▼
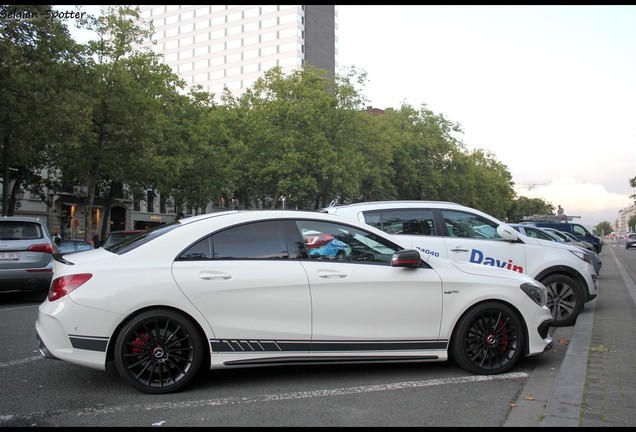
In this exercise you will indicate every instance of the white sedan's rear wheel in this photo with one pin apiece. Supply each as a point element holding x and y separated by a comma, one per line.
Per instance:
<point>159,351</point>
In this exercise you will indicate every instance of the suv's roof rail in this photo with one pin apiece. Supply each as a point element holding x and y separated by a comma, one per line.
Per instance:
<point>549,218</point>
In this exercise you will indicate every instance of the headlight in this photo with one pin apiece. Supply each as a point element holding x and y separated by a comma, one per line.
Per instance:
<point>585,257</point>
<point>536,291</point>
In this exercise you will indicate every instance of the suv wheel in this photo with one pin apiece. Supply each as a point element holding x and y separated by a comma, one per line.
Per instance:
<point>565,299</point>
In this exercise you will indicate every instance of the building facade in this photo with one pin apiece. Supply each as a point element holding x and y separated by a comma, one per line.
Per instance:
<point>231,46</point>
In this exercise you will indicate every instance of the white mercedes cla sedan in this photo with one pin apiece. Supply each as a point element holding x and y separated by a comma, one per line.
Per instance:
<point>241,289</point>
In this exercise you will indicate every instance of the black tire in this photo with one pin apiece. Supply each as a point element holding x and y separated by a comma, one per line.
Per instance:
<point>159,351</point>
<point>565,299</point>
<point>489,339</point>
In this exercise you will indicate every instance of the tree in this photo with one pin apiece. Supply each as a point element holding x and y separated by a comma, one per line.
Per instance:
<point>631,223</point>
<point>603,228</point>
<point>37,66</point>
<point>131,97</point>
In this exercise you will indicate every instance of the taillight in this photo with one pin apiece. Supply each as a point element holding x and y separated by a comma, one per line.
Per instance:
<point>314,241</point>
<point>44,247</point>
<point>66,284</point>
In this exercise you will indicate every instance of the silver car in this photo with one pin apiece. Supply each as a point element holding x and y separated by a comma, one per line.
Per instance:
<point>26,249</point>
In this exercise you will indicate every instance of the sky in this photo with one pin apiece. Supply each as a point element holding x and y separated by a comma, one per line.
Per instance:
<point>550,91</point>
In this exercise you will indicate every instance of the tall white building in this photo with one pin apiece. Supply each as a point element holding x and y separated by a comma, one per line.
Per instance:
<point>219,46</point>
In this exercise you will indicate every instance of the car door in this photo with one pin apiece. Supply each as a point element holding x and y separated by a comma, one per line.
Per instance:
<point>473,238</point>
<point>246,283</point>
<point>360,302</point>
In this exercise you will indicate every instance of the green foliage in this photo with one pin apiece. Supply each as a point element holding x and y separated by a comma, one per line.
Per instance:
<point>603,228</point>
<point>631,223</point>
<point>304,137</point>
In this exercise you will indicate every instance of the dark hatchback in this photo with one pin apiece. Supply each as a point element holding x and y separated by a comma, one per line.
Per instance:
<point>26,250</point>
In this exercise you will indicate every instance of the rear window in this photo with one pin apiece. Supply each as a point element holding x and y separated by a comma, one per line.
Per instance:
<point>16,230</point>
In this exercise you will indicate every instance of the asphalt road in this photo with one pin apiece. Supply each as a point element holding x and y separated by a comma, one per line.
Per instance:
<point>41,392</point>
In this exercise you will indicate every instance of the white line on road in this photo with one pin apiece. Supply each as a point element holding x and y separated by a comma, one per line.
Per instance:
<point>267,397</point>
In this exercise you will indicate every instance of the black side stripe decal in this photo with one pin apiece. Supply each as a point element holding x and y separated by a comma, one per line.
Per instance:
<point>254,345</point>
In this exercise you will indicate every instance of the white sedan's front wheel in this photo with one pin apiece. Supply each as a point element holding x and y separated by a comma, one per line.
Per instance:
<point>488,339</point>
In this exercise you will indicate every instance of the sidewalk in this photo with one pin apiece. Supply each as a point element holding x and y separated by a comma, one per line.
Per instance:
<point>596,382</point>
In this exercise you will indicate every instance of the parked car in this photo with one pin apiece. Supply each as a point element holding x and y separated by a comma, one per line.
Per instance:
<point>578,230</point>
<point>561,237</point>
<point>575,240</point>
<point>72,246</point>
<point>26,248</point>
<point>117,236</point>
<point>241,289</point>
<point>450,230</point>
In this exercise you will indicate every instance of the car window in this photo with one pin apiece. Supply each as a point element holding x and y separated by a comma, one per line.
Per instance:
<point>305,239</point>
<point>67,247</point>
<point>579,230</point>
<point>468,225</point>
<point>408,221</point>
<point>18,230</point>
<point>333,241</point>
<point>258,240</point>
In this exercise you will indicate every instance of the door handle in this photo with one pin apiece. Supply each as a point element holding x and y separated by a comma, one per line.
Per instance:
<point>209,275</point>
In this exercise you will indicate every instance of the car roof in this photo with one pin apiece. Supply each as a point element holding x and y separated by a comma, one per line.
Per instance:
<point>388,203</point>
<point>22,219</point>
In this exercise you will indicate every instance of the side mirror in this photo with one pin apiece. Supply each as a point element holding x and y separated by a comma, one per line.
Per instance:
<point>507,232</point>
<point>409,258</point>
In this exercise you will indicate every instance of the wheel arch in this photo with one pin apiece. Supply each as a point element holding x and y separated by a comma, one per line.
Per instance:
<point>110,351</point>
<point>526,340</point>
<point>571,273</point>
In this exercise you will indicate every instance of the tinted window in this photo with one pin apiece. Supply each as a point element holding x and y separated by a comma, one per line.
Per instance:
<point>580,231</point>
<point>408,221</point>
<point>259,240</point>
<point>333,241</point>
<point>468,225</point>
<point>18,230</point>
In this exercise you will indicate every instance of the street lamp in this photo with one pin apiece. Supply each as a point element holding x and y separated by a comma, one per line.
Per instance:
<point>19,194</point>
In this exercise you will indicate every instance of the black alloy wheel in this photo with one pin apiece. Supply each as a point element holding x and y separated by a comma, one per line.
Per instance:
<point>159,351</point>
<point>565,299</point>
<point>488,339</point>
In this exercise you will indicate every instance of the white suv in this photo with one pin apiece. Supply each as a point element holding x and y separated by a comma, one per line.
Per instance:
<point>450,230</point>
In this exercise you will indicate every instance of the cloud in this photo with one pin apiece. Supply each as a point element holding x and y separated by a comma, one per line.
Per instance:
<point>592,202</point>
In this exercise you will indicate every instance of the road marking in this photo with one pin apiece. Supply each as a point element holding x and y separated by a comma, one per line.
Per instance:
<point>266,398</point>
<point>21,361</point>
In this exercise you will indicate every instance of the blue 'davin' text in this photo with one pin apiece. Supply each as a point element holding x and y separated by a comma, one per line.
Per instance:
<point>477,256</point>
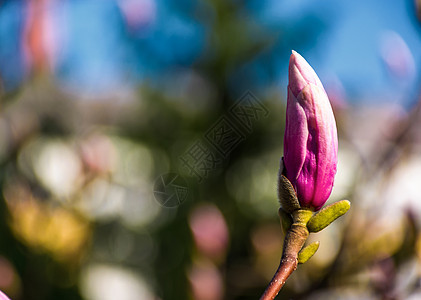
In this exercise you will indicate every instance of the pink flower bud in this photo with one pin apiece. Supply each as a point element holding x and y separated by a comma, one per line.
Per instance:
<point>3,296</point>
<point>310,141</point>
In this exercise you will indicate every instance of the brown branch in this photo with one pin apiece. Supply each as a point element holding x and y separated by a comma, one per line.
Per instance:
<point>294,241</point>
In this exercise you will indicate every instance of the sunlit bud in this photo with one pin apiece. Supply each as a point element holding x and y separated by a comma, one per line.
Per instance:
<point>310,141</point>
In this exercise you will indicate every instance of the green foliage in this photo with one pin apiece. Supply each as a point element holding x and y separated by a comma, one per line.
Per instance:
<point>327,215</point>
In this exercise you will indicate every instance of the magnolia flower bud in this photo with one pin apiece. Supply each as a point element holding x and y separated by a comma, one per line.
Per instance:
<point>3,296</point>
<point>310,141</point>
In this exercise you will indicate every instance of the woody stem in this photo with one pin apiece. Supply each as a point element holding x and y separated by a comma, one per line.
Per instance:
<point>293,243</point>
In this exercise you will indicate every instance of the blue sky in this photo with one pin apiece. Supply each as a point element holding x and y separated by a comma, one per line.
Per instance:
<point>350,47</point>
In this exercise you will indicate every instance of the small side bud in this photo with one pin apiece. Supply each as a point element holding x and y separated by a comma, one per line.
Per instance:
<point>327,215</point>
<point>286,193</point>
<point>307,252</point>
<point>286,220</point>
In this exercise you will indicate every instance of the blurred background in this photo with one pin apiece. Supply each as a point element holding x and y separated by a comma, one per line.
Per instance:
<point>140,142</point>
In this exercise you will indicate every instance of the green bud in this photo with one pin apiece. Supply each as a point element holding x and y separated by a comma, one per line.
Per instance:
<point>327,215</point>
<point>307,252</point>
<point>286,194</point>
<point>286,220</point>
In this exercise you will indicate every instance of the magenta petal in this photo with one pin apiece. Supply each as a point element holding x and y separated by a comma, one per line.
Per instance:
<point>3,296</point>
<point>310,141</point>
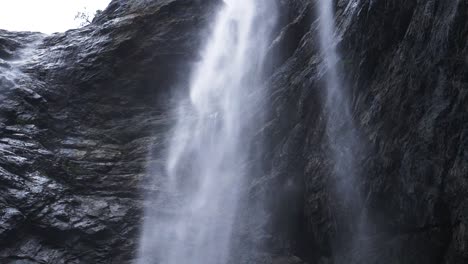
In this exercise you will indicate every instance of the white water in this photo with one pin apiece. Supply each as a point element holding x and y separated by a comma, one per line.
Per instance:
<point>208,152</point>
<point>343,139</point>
▲
Each line in the listing above that includes the word "wheel" needs to be copied out.

In this exercise you will indicate every instance of the white sedan's rear wheel in this photo with one pin apiece. Supply each as a point element holding x and y separated by a comma, one per line.
In this exercise you will indicate every instance of the suv wheel in this photo with one pin apiece. Supply each as a point element holding x and y separated by a comma, one per line.
In this exercise you will indicate every instance of the white sedan's front wheel in this photo with one pin apiece. Supply each as a point element holding x and y separated by a comma, one per line.
In this exercise you will indicate every instance of the wheel arch in this photo with one pin apiece. Supply each as a point element holding x and y separated by a comma, one per line.
In this exercise you will indicate every instance of the black alloy wheel in this photo with one pin apiece. Supply each as a point element holding x and y separated by a comma, one per line.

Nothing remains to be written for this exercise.